▶ _BRIEF_
When a line in the data below includes "trailer", pick it out and copy it.

Start of INPUT FOR THIS TASK

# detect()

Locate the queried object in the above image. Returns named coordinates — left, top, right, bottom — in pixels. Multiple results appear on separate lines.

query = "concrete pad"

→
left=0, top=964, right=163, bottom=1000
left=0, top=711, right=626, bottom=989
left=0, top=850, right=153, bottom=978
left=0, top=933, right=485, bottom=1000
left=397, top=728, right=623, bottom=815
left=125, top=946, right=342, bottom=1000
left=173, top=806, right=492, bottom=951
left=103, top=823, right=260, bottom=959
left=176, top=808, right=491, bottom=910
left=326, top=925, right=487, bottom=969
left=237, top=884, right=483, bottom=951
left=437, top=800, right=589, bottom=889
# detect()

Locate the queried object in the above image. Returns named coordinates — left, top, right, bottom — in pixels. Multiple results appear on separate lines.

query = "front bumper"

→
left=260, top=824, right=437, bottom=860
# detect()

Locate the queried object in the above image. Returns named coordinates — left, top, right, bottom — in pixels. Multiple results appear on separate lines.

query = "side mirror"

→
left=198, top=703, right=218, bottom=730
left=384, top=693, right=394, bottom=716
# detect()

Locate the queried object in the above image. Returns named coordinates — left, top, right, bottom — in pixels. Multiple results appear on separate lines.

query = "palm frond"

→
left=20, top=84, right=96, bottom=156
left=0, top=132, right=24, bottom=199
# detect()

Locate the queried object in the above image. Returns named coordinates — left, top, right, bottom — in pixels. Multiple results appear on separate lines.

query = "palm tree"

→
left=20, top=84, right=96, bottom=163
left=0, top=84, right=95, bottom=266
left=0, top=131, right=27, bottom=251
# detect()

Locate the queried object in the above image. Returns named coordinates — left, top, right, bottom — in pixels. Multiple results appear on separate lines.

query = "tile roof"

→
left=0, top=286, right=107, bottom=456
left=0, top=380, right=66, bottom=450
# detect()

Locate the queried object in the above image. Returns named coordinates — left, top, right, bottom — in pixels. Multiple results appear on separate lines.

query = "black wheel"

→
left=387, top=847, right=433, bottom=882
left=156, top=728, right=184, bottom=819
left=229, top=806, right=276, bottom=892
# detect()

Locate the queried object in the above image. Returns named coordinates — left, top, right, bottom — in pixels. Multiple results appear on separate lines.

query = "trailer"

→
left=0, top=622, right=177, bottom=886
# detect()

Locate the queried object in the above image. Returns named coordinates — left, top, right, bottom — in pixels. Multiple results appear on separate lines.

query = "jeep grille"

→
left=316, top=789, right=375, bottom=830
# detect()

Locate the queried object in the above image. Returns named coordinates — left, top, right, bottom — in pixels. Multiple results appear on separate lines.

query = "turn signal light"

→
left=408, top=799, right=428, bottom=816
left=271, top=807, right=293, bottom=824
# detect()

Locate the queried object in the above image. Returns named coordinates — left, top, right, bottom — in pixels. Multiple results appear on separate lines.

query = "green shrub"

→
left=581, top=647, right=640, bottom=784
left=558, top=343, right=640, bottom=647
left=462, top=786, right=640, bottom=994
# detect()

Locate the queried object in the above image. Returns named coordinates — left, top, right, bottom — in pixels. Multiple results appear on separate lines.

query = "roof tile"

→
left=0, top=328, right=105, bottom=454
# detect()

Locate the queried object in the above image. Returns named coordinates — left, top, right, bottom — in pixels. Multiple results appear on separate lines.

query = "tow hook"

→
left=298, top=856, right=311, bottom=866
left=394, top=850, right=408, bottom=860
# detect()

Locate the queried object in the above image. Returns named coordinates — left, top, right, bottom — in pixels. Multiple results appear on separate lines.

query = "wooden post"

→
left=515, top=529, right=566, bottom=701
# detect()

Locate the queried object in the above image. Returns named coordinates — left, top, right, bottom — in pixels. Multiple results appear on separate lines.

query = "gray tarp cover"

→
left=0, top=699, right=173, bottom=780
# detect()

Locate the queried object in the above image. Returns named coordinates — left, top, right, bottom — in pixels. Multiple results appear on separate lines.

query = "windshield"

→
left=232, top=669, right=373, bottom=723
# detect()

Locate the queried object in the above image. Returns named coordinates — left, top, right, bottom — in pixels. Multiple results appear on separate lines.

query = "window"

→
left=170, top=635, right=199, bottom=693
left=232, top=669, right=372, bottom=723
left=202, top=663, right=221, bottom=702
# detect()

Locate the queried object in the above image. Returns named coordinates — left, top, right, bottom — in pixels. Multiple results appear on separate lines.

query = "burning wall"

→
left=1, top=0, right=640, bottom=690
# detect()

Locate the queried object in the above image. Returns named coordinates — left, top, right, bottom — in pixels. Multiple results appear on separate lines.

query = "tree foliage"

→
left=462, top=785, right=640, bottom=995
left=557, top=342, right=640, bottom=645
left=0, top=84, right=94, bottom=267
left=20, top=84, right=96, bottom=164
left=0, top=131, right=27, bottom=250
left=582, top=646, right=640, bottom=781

End of INPUT FOR THIS TASK
Start of INPUT FOR THIS TASK

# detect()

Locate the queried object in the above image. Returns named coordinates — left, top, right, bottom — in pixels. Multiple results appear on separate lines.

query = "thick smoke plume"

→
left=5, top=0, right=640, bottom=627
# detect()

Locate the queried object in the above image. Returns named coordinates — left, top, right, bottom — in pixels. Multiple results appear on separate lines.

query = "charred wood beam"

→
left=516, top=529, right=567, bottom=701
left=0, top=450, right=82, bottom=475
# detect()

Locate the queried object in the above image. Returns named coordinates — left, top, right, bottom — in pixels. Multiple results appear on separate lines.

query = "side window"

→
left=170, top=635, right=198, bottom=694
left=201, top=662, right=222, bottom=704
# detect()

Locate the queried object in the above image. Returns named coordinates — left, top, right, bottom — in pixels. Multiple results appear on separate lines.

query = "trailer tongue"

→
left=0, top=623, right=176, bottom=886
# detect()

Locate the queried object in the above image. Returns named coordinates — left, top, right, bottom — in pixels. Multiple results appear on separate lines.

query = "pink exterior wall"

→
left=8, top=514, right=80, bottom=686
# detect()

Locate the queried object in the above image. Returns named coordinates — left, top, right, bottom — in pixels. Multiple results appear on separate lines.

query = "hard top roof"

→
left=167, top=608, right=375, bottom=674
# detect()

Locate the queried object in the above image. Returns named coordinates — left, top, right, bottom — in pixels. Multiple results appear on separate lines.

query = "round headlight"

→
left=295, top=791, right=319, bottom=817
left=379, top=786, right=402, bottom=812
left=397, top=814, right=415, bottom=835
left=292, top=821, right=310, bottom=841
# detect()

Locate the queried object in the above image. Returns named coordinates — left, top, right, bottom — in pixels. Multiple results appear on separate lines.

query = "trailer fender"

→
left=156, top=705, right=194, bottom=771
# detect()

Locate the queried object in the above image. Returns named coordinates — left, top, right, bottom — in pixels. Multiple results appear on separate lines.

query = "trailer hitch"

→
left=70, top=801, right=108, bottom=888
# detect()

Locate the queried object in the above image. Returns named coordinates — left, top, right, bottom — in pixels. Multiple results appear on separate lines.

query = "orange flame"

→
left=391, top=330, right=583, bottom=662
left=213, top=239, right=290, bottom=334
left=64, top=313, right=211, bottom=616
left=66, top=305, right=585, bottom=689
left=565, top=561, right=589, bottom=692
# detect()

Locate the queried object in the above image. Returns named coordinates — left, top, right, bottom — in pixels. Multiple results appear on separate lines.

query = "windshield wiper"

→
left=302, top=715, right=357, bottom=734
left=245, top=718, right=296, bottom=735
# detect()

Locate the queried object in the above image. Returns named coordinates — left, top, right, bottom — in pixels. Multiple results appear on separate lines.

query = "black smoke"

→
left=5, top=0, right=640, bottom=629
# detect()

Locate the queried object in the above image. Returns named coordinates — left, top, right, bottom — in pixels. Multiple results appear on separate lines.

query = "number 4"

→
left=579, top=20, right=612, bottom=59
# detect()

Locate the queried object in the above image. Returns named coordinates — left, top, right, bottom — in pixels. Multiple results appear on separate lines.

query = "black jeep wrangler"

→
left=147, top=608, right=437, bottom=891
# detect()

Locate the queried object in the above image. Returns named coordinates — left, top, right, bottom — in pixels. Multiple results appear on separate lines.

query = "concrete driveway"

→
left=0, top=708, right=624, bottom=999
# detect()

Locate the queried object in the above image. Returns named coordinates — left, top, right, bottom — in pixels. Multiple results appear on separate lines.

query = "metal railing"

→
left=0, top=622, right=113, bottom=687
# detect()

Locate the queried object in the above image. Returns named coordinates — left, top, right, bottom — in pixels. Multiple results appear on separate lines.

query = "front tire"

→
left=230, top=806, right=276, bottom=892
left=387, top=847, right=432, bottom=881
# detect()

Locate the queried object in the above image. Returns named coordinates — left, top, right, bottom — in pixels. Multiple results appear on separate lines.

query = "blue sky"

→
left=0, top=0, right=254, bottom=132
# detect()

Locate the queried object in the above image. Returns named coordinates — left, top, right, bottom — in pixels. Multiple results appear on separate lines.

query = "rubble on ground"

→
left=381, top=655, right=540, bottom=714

End of INPUT FOR THIS TASK

▶ _OUTPUT_
query = "trailer"
query = "trailer tongue"
query = "trailer fender"
query = "trailer hitch"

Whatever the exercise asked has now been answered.